• [Supplied passage]:
⟨
All Six Sigma projects are aligned to either one of six model layer framework strategic priorities or a business unit-specific strategic element in order to qualify for Black Belt resource staffing. Six Sigma project management office leaders ensure projects, Six Sigma resources and business resources are focused on these priorities.
Six Sigma projects encompass both strategy formulation (category strategy development, manufacturing and distribution strategy projects, organization design projects, etc.) and strategy execution (manufacturing network changes, major capital-build projects, SAP change management, etc.). Six Sigma also acts as a vehicle for employees to walk the talk on the Maple Leaf values.
What is your stance on the different Process Improvement approaches and what approach do you favor?
The labeling of different approaches is extremely unhelpful (Lean, Six Sigma, etc.). For the purposes of internal communication a single title must be selected, but whatever the label the effort should include all relevant tools whatever their origin, and every effort should be made to use the names of tools (for example, process behavior charts) versus using program titles (business process management) in order to avoid time-wasting "religious wars."
How do you ensure your Process Improvement/Operational Excellence program stays sustainable?
We are approaching this need through several efforts: a more robust knowledge management effort; innovations in adult education and training; pilots of a process management cycle to move away from "projects" to on-the-job application of process management disciplines; a process management effort to better define the process organizational chart and process owner role; and efforts to establish "meta-processes" to resist degradation over time due to employee turnover and management changes.
How did you develop into this role and what steps did you take to get there?
I joined Maple Leaf in 1999 in order to launch the Six Sigma effort. The opportunity to build from bottom-up was attractive and could leverage my experiences from launching the Six Sigma effort at Bombardier. My interest in improvement goes back to my consulting career at McKinsey & Company, in the mid-1980s, where I focused primarily on process diagnostics and improvement. My current Six Sigma role is, therefore, a natural extension of a long interest in this field.
What challenges did you have to face as a change leader and how did you overcome them?
My biggest challenge is to manage my own vision of where Six Sigma and Maple Leaf need to head and the current reality of what the organization is ready to do at any given moment. The wider the gap, the more challenging the need is to manage this dissonance and find ways to close the gap.
⟩
[Records in a dataset]
⟨
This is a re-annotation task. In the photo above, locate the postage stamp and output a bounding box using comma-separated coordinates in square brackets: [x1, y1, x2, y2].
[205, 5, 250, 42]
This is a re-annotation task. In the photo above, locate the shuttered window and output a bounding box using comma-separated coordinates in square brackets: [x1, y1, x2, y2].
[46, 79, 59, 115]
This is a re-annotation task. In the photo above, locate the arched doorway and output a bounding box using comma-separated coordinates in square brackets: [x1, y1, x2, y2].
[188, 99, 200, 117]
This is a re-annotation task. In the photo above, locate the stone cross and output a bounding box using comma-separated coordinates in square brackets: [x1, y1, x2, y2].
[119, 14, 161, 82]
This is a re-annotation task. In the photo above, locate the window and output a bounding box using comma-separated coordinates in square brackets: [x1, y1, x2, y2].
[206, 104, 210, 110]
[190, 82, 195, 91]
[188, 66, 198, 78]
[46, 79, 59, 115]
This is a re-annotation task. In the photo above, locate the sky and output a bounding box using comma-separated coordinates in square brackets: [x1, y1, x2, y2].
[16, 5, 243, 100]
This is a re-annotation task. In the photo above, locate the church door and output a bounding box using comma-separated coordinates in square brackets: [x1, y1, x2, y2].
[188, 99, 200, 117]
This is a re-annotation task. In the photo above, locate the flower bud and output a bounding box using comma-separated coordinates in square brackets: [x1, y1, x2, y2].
⟩
• [Requirement]:
Copy the entire Six Sigma interview word for word. Work only from the Six Sigma interview and set the material aside.

• [Output]:
All Six Sigma projects are aligned to either one of six model layer framework strategic priorities or a business unit-specific strategic element in order to qualify for Black Belt resource staffing. Six Sigma project management office leaders ensure projects, Six Sigma resources and business resources are focused on these priorities.
Six Sigma projects encompass both strategy formulation (category strategy development, manufacturing and distribution strategy projects, organization design projects, etc.) and strategy execution (manufacturing network changes, major capital-build projects, SAP change management, etc.). Six Sigma also acts as a vehicle for employees to walk the talk on the Maple Leaf values.
What is your stance on the different Process Improvement approaches and what approach do you favor?
The labeling of different approaches is extremely unhelpful (Lean, Six Sigma, etc.). For the purposes of internal communication a single title must be selected, but whatever the label the effort should include all relevant tools whatever their origin, and every effort should be made to use the names of tools (for example, process behavior charts) versus using program titles (business process management) in order to avoid time-wasting "religious wars."
How do you ensure your Process Improvement/Operational Excellence program stays sustainable?
We are approaching this need through several efforts: a more robust knowledge management effort; innovations in adult education and training; pilots of a process management cycle to move away from "projects" to on-the-job application of process management disciplines; a process management effort to better define the process organizational chart and process owner role; and efforts to establish "meta-processes" to resist degradation over time due to employee turnover and management changes.
How did you develop into this role and what steps did you take to get there?
I joined Maple Leaf in 1999 in order to launch the Six Sigma effort. The opportunity to build from bottom-up was attractive and could leverage my experiences from launching the Six Sigma effort at Bombardier. My interest in improvement goes back to my consulting career at McKinsey & Company, in the mid-1980s, where I focused primarily on process diagnostics and improvement. My current Six Sigma role is, therefore, a natural extension of a long interest in this field.
What challenges did you have to face as a change leader and how did you overcome them?
My biggest challenge is to manage my own vision of where Six Sigma and Maple Leaf need to head and the current reality of what the organization is ready to do at any given moment. The wider the gap, the more challenging the need is to manage this dissonance and find ways to close the gap.